[Begin Provided entries]

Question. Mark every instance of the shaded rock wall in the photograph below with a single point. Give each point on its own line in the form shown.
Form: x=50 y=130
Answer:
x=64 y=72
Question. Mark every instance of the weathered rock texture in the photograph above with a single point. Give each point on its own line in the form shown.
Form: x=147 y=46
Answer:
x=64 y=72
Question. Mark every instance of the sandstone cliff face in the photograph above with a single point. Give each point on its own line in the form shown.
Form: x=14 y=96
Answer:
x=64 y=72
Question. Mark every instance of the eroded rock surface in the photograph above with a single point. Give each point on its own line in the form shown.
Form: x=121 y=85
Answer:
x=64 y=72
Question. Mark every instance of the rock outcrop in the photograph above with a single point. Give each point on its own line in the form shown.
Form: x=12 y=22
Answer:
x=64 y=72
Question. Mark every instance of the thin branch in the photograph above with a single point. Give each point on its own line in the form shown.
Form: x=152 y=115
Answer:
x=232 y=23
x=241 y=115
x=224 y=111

[End Provided entries]

=== Aim ===
Set out all the lines above as a numbered list, leaving out any blank lines.

=== Solution ===
1. Question. Mark every instance of the shaded rock wall in the photograph below with a single point. Give each point on its own line in the form shown.
2. Form: x=50 y=130
3. Answer:
4. x=64 y=72
5. Question. Mark every instance of the weathered rock texture in the photograph above with a single point. Give each point on its own line in the form shown.
6. Form: x=147 y=46
7. Answer:
8. x=64 y=72
9. Question. Mark every instance of the sandstone cliff face in the photograph above with a single point. Give each point on its own line in the form shown.
10. Form: x=14 y=96
11. Answer:
12. x=64 y=72
13. Question. Mark every instance of the eroded rock surface in the photograph above with a single point. Give each point on its own line in the form shown.
14. Form: x=121 y=85
15. Answer:
16. x=64 y=72
17. Question. Mark every instance of the rock outcrop in the photograph above with a single point. Give each point on its own line in the form shown.
18. Form: x=12 y=22
19. Answer:
20. x=64 y=72
21. Question. Mark every instance of the thin branch in the photograph above with a single point. Give each point on its own line in the form shown.
22. Form: x=152 y=115
23. Answer:
24. x=232 y=23
25. x=241 y=115
26. x=224 y=111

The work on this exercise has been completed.